▶ Short exercise a: In the listing, write out word for word the lines starting with the one that contains "Spot all occurrences of shirt" and going on through the one that contains "202 164 265 203", including both of those lines.

▶ Article:
::::::

Simoné Pretorius (née Nortmann; born 18 May 1990) is a South African film, television, and theatre actor, who is known for portraying Irma Humpel in the 2016 Afrikaans biographical film , for which she gained prominence and international recognition.
She is also renowned for her role as Jony in Kyknet's award-winning mockumentary, HOTEL, for which she received a nomination for a South African Film and Television Award for Best Actress in a TV Comedy in 2018. Her break-out role was as Nadia Croukamp on 7de Laan (2013–2015) which brought her an award from the Royalty Soapie Awards in 2014 for Best Newcomer.

Early life
Born on 18 May 1990 in Pretoria, South Africa, Nortmann hails from Afrikaans descent and is currently living in Johannesburg with her husband, Andries Levi Pretorius, an entrepreneur and accountant. Both her parents served in the South African Air Force. Her father, Hannes Nortmann, served in the South African Border War and was awarded the Honoris Crux Award for bravery in 1988. Nortmann is the only child of her parents who got divorced when she was age four. Her mother, Tinkie Nortmann, noticed her daughter's passion for acting when she one day climbed on top of KFC’s counter and started performing for the patrons. Nortmann was a natural leader and achiever in her school years, serving as Headgirl in Primary School as well as her High School, Hs Centurion, and passing matric with seven distinctions. She went on to earn a BDram degree in Theatre Studies from Stellenbosch University in 2012.

::::::

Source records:

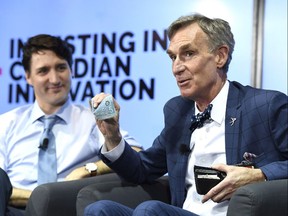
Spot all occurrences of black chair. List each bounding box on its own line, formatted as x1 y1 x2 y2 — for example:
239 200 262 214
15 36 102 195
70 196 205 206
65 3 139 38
26 173 288 216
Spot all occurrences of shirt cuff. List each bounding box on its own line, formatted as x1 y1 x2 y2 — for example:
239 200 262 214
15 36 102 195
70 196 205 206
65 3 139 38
101 138 125 162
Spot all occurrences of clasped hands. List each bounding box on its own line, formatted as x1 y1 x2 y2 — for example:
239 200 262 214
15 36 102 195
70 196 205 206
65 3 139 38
202 164 265 203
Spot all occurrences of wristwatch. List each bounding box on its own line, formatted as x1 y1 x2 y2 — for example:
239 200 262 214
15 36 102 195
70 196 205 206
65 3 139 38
85 163 97 176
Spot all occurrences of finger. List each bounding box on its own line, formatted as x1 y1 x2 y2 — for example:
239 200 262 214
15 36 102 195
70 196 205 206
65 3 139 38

::::::

▶ Short exercise b: Continue the article on the actress Simoné Pretorius from the point where it ends.

▶ Written answer a:
Spot all occurrences of shirt cuff. List each bounding box on its own line, formatted as x1 y1 x2 y2 — for example:
239 200 262 214
15 36 102 195
70 196 205 206
65 3 139 38
101 138 125 162
Spot all occurrences of clasped hands. List each bounding box on its own line, formatted as x1 y1 x2 y2 — for example:
239 200 262 214
15 36 102 195
70 196 205 206
65 3 139 38
202 164 265 203

▶ Written answer b:
Career

Film:
After ending her contract at 7de Laan in 2015, Nortmann attended a three-week acting workshop led by Academy Award nominee and Broadway regular, Diane Venora, in California. Shortly after returning to South Africa she landed her first film role as the lead, Irma Humpel, in Huisgenoot Magazine's award-winning biopic, "Vir die Voëls" (2016) for which she received her first international nod by winning Best Actress at Tallgrass International Film Festival in 2017, where she was also invited to form part of the Female Filmmaker's panel discussion which was ordained after Rose McGowan cancelled her film debut at the festival after Harvey Weinstein case resurfaced. Nortmann also won Best Actress for the same film at local Huisgenoot Tempo Awards in 2017. She subsequently went on to star in South African box office hits and international film festival winning films "Vuil Wasgoed" (2017), "Stroomop" (2018), and "Wonderlus" (2018).

Television:
Nortmann made her television debut in the popular Afrikaans soap 7de Laan in 2013, playing Nadia Croukamp for which she was awarded Best Newcomer Award at the Royalty Soapie Awards (2014). Nortmann's television credits also include Kyknet's popular mockumentary, "Hotel" and she currently stars as Sr. René Spies in South African acclaimed soap, Binnelanders (2019).

Theatre:
Nortmann starred in The Sound of Music as Liesl von Trapp at the Wellington Theatre in 2011. She continued to take part in various productions and went on to star in her own one-woman play, Please Leave a Message, which showcased at various festivals throughout South Africa in 2017 and 2018.

Awards and nominations

Coaching
Nortmann started her own acting workshop in 2017 called Art of Acting South Africa.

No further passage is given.